[Point-per-instance localization data]
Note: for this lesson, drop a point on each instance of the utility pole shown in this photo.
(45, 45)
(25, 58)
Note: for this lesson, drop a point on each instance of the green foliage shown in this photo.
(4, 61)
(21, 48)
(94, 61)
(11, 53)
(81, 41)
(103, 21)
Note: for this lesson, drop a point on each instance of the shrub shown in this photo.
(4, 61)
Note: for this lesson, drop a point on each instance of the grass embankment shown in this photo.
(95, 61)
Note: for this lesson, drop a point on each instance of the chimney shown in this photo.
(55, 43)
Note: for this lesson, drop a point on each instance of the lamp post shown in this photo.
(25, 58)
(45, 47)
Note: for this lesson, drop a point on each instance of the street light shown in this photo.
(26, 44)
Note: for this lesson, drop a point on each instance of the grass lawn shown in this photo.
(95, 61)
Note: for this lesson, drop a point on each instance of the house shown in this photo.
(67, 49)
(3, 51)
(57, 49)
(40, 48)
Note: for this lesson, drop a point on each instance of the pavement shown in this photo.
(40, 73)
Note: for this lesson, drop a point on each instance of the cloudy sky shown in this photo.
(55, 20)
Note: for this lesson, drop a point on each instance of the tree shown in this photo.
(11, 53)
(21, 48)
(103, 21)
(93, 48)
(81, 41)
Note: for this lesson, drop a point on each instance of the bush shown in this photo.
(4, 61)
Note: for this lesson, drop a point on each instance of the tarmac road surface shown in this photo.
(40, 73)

Exercise description
The line with "chimney shown in this photo." through the last line of the data: write these out exactly, and no others.

Reply
Note: for this lesson, drop a point on each instance of the chimney shown in this photo.
(55, 43)
Note: for this lesson, drop a point on each instance of the lamp post shown in this photo.
(25, 58)
(45, 47)
Note: for this lesson, drop a point on each instance of the street light shown in this photo.
(26, 44)
Note: for this lesson, drop a point on each instance of the grass lawn shown in this photo.
(95, 61)
Note: for this lesson, drop a point on each instance of the house shown in this photo.
(67, 49)
(3, 51)
(57, 49)
(40, 48)
Note: for this lesson, drop a point on each instance of the pavement shown in this photo.
(40, 73)
Note: for this lesson, drop a point on each instance of the cloudy sky shown in this photo.
(55, 20)
Note: for this lesson, drop a point on each instance of the tree shown in this photo.
(11, 53)
(21, 48)
(103, 21)
(93, 48)
(81, 41)
Note: for this lesson, drop a point on each instance of the bush shown in this photo.
(4, 61)
Note: for this lesson, drop a point on each instance of the tarmac road surface shown in this photo.
(40, 73)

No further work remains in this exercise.